Problem details = Render every line of the records below as a JSON list of strings, one string per line, leaving out blank lines.

A run of records
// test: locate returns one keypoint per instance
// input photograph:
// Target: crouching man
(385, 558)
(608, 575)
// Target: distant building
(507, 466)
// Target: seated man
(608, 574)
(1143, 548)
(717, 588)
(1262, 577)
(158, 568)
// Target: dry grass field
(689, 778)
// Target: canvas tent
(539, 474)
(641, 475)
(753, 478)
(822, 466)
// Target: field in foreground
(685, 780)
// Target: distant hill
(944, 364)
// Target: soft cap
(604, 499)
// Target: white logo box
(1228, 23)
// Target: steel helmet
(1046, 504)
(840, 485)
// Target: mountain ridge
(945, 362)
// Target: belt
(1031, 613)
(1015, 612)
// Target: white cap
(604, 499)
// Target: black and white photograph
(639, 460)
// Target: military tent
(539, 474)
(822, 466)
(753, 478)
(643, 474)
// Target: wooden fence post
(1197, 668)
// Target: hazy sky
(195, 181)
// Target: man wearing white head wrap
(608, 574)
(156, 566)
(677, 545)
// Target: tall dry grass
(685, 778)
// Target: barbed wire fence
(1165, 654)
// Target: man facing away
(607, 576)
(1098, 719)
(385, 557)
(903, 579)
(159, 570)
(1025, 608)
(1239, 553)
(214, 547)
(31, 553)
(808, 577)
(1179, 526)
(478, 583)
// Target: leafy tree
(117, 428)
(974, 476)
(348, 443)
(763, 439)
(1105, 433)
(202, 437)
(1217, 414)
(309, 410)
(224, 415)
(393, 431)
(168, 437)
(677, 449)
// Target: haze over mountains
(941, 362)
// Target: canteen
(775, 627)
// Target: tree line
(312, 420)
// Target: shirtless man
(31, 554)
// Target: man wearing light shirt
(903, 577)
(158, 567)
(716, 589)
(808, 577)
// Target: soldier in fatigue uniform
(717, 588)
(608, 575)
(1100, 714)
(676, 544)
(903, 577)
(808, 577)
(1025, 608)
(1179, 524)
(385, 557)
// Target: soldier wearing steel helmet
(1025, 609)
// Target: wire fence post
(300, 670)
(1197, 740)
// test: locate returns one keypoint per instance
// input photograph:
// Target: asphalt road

Solution for this exercise =
[
  "// test: locate returns one keypoint per instance",
  "// input photograph:",
  "// Target: crouching man",
  "(385, 558)",
  "(608, 575)",
  "// Target: distant building",
  "(507, 466)",
  "// Target: seated man",
  "(608, 574)",
  "(1143, 548)",
  "(717, 588)",
  "(1262, 577)",
  "(158, 568)",
  "// Target: dry grass field",
  "(689, 778)",
  "// Target: canvas tent",
  "(539, 474)",
  "(641, 475)",
  "(753, 478)",
  "(822, 466)",
  "// Target: field in foreground",
  "(685, 780)",
  "// Target: distant hill",
  "(944, 364)",
  "// Target: soft cap",
  "(604, 499)",
  "// Target: white logo box",
  "(1228, 23)",
  "// Target: steel helmet",
  "(1046, 504)",
  "(840, 485)",
  "// Target: mountain ridge",
  "(945, 362)",
  "// Target: belt",
  "(1031, 613)",
  "(1015, 612)",
  "// Target: white cap",
  "(604, 499)",
  "// Target: black and white photograph",
  "(639, 460)",
  "// Target: military tent",
  "(539, 474)",
  "(822, 466)",
  "(753, 478)",
  "(643, 474)",
  "// Target: wooden fence post",
  "(1197, 668)",
  "// Target: hazy sky",
  "(195, 181)",
  "// Target: man wearing white head wrap",
  "(608, 574)",
  "(156, 566)",
  "(677, 545)",
  "// Target: tall dry grass",
  "(685, 778)",
  "// Target: barbed wire fence",
  "(1165, 654)",
  "// Target: man facing away",
  "(607, 576)",
  "(1098, 719)",
  "(385, 557)",
  "(903, 579)",
  "(159, 570)",
  "(1025, 608)",
  "(1239, 553)",
  "(214, 547)",
  "(31, 553)",
  "(808, 577)",
  "(1179, 526)",
  "(478, 583)",
  "// Target: leafy tree",
  "(117, 428)",
  "(974, 476)",
  "(348, 443)",
  "(763, 439)",
  "(1105, 433)",
  "(202, 437)",
  "(1217, 414)",
  "(309, 410)",
  "(224, 415)",
  "(393, 431)",
  "(168, 437)",
  "(677, 449)",
  "// Target: haze over mountains",
  "(941, 362)",
  "// Target: canteen",
  "(775, 627)",
  "// Target: tree line",
  "(312, 420)",
  "// Target: shirtless man",
  "(31, 554)",
  "// Target: man wearing light shirt",
  "(903, 577)",
  "(158, 567)",
  "(716, 589)",
  "(808, 577)",
  "// Target: soldier in fatigue uniform",
  "(717, 588)",
  "(608, 575)",
  "(1100, 714)",
  "(676, 544)",
  "(903, 577)",
  "(808, 577)",
  "(1025, 608)",
  "(1179, 524)",
  "(385, 557)",
  "// Target: soldier wearing steel helmet",
  "(1025, 609)",
  "// Target: wire fence post",
  "(300, 670)",
  "(1197, 740)",
  "// test: locate returns one keypoint per instance",
  "// input photograph:",
  "// Target: asphalt road"
]